Challenge: Put the lines of the material below into a JSON list of strings, one string per line and no blank lines, beginning with the line that contains "Objective — for every instance of the pink" and continuing through the end of the material.

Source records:
<<<<
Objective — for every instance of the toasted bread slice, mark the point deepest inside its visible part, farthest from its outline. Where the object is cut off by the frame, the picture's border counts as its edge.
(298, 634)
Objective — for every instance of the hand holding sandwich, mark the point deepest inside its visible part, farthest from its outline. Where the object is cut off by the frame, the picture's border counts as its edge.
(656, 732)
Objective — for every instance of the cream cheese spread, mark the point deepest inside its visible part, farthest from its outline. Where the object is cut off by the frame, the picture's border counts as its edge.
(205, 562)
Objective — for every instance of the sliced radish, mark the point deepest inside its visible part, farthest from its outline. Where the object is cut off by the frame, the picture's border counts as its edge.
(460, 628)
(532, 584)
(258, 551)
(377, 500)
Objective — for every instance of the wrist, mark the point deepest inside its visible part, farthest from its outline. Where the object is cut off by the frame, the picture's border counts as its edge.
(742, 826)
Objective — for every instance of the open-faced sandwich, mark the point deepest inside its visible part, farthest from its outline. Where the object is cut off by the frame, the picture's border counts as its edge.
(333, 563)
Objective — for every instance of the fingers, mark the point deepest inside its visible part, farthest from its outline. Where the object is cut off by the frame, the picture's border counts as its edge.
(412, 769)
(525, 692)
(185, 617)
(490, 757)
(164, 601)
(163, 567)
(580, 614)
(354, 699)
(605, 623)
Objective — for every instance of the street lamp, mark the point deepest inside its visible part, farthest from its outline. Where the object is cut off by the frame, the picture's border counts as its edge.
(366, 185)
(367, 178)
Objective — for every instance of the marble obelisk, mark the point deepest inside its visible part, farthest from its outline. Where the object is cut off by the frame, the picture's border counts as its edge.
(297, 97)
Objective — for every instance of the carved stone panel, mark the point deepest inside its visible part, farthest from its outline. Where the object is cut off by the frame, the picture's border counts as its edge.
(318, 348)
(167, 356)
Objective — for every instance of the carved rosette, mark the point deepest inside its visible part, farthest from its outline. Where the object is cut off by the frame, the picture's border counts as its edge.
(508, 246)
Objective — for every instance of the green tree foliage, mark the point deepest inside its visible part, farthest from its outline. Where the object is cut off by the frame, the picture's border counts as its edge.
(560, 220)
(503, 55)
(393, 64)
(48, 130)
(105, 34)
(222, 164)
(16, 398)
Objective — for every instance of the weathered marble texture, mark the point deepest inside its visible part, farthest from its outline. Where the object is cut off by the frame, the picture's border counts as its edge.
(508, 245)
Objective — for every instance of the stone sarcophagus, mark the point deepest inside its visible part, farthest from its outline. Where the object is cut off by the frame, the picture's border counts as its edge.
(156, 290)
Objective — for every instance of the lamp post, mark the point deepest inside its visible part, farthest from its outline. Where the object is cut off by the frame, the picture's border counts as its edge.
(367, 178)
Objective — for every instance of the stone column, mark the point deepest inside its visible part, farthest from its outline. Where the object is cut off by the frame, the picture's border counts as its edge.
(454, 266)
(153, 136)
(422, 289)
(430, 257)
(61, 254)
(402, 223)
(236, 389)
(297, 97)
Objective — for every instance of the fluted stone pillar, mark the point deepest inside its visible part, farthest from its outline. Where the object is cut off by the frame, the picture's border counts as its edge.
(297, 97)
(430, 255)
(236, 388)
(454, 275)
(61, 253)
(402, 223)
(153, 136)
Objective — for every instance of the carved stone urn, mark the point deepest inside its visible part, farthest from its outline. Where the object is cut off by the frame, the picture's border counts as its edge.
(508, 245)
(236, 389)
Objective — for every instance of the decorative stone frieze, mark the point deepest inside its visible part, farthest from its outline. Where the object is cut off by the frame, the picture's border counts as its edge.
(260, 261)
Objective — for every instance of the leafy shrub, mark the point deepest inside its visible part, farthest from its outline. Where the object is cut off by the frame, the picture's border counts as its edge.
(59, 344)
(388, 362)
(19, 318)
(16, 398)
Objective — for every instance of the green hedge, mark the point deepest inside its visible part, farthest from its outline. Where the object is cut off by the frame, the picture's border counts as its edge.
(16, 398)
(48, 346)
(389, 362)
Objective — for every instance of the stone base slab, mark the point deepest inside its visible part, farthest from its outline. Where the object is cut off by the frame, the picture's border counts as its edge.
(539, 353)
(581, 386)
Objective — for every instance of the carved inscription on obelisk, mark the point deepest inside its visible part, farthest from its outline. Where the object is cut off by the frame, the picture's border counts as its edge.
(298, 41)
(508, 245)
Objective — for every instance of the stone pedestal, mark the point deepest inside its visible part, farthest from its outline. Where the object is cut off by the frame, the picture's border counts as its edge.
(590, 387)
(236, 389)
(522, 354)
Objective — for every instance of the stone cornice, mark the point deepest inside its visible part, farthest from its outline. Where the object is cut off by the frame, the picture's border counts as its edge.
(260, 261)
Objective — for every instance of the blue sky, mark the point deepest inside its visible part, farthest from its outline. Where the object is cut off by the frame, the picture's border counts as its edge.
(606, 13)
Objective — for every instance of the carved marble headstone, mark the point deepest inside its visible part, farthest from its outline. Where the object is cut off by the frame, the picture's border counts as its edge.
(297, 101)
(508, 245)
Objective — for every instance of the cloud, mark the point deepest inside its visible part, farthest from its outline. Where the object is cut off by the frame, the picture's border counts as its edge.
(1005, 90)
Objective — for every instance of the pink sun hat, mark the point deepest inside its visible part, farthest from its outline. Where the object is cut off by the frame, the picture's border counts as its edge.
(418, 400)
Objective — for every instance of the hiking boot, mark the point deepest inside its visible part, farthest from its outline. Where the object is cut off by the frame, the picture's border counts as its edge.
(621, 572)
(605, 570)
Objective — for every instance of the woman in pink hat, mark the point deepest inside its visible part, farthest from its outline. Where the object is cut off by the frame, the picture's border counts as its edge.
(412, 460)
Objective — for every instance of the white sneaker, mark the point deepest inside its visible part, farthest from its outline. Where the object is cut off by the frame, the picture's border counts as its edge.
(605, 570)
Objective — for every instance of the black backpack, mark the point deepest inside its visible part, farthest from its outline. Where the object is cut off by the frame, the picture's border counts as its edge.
>>>>
Worked answer:
[
  "Objective — for every instance of the pink sun hat, mark the point deepest inside its visible part, farthest from its outline. Where the object is cut off by the frame, the picture's border counts as its edge.",
  "(418, 400)",
  "Objective — for every instance of the hiking boot, mark the point deepest inside its visible part, farthest from its outline. Where the object is cut off by the frame, the picture's border counts as its edge.",
  "(621, 572)",
  "(605, 570)",
  "Objective — for every instance of the woman in pink hat, mark the point deepest inside its visible part, farthest from its outline. Where the object is cut off by the frame, the picture's border counts as its edge.",
  "(412, 460)",
  "Objective — for every instance of the white sneaker, mark the point deepest inside its visible part, farthest from its outline. Where the object is cut off by the frame, the picture's border counts as its edge.",
  "(605, 570)",
  "Objective — for every instance of the black backpack, mark the point deepest inside its visible part, farthest from its outline. Where the object is cut off by the frame, the picture's border counts as its edge."
]